- **Exercise requirements**: Write out the records below exactly as they appear, skipping each picture.

*** Raw data Section Begins ***

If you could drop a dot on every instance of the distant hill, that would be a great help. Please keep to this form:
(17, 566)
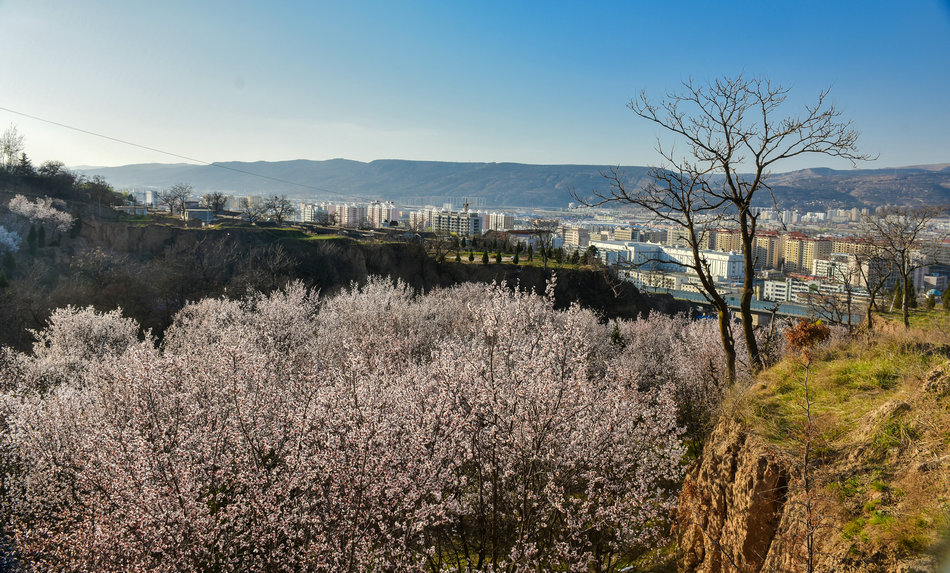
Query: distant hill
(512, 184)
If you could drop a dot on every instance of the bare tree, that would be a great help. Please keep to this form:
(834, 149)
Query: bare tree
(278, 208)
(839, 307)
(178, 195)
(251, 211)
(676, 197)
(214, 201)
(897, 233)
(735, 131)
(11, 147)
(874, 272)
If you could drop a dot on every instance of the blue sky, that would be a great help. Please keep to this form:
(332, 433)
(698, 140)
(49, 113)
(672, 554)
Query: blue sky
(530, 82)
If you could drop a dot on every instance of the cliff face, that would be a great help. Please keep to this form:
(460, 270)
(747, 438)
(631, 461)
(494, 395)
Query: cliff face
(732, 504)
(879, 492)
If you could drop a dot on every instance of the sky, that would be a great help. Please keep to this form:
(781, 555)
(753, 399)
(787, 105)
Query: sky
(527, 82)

*** Raw data Section Ends ***

- **Answer to the exercise**:
If you could drop a dot on every instance of the distant hill, that would be a great help. Please keep to this form:
(17, 566)
Query: distant hill
(512, 184)
If you could drop a dot on every instance of the bare tree, that would be a great help. Please keep to this form:
(834, 149)
Query: bare tree
(278, 208)
(839, 307)
(178, 195)
(251, 211)
(676, 197)
(214, 201)
(897, 233)
(735, 131)
(11, 147)
(874, 272)
If you could drop a dot on every instance of the blue sky, that would be a great help. Please keep to this form:
(332, 433)
(698, 140)
(49, 113)
(672, 554)
Query: blue sky
(530, 82)
If you could drop a dot on every instance of the cliff face, that would be a great help. Please keep to this form:
(460, 270)
(747, 438)
(631, 461)
(494, 395)
Query: cliff face
(732, 504)
(879, 492)
If you could drop a dot on every instance of the sky, that would be a great help. Please keep to this form:
(781, 555)
(753, 399)
(787, 105)
Query: sky
(527, 82)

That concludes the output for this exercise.